Brief -
Copy the records from the line containing "In this exercise you will find the man holding" through the end of the records, swapping "navy" for "dark blue" and keeping everything else the same.

──────── Given information

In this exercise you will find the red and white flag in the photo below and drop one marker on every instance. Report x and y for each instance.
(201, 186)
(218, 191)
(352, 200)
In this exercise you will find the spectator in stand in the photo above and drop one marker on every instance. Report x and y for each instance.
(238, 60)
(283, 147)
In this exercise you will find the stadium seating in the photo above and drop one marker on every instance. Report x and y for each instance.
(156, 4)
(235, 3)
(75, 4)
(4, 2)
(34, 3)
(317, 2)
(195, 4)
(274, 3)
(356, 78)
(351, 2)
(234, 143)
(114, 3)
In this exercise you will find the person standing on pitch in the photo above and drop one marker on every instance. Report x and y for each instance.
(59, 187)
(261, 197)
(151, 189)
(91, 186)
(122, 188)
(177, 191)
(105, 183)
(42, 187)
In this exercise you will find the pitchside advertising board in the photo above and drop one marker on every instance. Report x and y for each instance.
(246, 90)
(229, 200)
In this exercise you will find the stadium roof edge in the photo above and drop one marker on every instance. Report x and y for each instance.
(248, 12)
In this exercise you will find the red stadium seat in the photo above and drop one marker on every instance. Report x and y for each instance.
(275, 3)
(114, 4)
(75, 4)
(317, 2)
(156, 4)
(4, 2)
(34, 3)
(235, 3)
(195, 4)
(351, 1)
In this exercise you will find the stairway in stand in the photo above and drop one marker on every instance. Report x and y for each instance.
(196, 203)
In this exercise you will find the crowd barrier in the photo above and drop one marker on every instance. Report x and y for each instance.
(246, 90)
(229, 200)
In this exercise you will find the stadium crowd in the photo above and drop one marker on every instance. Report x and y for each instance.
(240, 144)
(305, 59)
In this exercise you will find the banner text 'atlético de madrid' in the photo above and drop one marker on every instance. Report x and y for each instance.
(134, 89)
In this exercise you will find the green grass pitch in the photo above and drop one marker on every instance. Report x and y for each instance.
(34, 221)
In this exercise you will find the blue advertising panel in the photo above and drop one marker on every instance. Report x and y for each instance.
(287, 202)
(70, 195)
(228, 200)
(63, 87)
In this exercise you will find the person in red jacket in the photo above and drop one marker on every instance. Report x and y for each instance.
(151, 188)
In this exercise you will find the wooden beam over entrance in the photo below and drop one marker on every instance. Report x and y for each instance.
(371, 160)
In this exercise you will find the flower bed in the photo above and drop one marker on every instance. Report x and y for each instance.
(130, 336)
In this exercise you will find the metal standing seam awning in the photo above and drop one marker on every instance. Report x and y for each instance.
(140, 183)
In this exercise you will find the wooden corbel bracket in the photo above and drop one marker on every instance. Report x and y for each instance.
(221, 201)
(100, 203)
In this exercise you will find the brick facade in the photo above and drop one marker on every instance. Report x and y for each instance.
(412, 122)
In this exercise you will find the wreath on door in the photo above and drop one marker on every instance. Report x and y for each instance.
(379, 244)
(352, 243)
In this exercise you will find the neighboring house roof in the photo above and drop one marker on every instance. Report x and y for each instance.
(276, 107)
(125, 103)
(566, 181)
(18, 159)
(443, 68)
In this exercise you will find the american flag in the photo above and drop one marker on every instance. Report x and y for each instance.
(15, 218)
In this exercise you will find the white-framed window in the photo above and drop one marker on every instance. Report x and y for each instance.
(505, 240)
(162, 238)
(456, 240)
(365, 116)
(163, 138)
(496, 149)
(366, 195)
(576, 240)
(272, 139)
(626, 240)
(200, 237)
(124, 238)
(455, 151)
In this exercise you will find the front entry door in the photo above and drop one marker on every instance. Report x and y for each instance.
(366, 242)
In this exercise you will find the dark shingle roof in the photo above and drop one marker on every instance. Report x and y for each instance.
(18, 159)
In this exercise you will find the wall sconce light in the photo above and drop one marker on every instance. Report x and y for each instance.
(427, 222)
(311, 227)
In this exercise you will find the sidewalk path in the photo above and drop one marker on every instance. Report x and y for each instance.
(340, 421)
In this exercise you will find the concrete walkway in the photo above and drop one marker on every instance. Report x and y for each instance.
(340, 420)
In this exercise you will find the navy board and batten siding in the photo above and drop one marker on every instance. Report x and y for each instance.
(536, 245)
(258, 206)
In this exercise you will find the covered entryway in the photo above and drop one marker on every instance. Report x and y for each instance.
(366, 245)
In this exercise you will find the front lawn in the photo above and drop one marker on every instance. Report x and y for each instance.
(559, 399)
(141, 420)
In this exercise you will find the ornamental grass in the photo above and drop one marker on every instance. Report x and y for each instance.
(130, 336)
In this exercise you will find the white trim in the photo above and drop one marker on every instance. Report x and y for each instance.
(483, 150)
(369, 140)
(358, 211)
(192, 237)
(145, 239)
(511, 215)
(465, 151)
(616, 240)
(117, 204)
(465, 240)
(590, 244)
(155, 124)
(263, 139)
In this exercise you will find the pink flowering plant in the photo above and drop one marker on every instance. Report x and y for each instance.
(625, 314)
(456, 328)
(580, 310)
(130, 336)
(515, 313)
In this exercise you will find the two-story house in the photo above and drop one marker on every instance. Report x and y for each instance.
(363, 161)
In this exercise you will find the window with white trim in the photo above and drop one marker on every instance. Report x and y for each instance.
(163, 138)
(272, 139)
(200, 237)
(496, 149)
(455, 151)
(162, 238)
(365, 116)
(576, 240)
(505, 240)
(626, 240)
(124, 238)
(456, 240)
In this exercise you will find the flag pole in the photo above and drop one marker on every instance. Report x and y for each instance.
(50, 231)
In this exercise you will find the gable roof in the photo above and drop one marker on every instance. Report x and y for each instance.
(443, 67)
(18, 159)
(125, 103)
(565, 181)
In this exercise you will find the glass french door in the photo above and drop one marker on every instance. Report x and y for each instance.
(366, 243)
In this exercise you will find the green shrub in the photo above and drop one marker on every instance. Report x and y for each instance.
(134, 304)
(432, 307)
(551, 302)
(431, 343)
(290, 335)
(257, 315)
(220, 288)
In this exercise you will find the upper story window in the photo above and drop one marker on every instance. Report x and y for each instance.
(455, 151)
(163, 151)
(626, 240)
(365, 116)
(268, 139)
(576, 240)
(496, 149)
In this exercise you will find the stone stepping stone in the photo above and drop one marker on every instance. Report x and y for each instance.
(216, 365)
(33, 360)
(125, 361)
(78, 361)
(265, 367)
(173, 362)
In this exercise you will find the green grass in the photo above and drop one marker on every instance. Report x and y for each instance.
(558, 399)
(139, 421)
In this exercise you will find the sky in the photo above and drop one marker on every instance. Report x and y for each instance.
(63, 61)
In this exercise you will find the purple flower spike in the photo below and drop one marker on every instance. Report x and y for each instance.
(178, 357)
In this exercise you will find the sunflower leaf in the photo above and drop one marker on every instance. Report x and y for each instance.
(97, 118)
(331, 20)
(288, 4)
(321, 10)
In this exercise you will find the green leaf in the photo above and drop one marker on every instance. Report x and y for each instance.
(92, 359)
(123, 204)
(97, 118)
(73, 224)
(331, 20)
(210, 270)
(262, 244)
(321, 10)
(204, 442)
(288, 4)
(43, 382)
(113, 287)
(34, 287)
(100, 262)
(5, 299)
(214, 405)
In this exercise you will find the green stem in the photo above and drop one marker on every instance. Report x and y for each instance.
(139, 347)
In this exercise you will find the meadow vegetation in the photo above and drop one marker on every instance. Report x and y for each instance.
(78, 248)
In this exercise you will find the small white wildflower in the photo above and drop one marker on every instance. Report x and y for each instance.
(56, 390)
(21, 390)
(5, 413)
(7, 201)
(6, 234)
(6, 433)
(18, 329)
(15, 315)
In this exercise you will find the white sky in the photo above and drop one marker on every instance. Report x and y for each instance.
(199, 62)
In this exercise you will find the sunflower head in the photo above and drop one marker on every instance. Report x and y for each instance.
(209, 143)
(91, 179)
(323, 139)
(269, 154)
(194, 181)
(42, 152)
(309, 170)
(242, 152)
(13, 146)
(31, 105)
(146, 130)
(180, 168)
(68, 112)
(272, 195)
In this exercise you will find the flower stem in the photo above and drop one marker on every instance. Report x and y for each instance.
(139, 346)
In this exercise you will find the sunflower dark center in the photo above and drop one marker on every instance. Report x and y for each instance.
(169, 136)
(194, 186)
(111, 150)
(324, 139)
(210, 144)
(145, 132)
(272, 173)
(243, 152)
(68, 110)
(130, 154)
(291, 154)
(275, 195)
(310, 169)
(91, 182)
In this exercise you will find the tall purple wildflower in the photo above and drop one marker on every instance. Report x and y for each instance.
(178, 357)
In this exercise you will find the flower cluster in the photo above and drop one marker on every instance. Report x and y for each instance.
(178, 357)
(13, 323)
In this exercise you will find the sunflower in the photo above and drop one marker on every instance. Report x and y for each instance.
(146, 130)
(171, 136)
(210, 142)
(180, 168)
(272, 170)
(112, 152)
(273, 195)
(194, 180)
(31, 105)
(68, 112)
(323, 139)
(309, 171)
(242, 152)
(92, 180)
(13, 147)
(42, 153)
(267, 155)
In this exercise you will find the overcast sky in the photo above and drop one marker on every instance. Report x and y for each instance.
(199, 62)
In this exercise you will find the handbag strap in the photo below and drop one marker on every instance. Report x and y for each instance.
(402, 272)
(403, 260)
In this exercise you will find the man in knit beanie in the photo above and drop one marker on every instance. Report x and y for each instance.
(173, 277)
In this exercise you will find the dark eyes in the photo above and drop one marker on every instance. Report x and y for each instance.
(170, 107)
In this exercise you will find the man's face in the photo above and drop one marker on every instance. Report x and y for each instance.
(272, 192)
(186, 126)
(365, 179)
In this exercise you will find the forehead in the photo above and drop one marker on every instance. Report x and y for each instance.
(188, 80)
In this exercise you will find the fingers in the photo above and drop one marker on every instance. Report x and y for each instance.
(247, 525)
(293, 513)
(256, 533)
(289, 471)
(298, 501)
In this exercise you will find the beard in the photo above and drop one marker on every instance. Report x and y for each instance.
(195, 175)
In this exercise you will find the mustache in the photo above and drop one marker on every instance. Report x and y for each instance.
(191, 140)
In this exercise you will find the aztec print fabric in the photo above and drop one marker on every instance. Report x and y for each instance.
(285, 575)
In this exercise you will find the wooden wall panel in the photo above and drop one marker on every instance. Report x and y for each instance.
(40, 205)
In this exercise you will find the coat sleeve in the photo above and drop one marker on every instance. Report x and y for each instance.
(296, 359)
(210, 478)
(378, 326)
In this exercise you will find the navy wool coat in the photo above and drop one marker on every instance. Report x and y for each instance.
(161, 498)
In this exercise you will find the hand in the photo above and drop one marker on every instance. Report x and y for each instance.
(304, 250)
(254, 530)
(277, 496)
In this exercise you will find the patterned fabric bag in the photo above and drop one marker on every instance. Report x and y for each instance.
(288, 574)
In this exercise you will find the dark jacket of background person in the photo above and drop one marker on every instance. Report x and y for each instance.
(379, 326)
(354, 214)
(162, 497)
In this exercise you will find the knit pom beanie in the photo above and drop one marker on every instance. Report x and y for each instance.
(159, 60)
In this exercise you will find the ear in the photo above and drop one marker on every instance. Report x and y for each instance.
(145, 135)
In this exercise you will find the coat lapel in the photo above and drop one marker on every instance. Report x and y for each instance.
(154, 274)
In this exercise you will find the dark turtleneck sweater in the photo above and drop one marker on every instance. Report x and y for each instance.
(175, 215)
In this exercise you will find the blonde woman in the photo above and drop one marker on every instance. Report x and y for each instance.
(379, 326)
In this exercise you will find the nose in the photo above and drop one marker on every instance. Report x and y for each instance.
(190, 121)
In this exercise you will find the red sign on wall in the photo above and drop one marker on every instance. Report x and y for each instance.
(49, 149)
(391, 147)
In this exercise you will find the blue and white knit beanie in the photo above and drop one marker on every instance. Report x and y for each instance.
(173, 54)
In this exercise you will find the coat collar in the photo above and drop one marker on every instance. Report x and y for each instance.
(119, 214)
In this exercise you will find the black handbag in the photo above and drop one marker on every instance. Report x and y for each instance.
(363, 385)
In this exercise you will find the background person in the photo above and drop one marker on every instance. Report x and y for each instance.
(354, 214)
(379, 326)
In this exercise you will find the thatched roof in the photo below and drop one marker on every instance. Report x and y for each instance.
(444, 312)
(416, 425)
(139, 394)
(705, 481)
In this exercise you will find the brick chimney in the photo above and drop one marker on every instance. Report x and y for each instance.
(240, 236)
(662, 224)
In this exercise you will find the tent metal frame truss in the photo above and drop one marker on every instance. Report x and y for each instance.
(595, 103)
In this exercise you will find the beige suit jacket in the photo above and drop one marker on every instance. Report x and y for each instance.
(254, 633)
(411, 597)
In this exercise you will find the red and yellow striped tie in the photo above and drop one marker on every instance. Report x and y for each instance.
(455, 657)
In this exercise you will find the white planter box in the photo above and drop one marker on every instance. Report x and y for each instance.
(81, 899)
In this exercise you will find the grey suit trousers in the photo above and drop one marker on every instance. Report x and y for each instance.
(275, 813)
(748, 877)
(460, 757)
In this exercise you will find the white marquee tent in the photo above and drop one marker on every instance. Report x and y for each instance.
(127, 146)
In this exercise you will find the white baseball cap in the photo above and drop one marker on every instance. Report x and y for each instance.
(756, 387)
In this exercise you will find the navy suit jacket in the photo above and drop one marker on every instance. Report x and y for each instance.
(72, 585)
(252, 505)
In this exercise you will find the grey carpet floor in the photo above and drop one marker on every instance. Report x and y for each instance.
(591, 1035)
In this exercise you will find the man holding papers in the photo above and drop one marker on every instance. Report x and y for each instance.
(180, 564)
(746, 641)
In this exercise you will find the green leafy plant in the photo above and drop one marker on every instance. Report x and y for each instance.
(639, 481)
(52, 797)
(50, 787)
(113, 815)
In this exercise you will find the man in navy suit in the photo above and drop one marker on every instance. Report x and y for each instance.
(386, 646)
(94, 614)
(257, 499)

────────────────

Reply -
In this exercise you will find the man holding papers in the photo above and drop one marker on every instance. Report x and y for each instance.
(180, 564)
(746, 641)
In this exercise you will find the green leafy plant in the photo above and drop one marker on every instance. Report x and y for each instance.
(639, 481)
(52, 797)
(50, 787)
(113, 815)
In this exercise you will find the man in dark blue suit in the photo above and drop one marker on every instance. Report x and y for each instance.
(386, 646)
(94, 614)
(257, 499)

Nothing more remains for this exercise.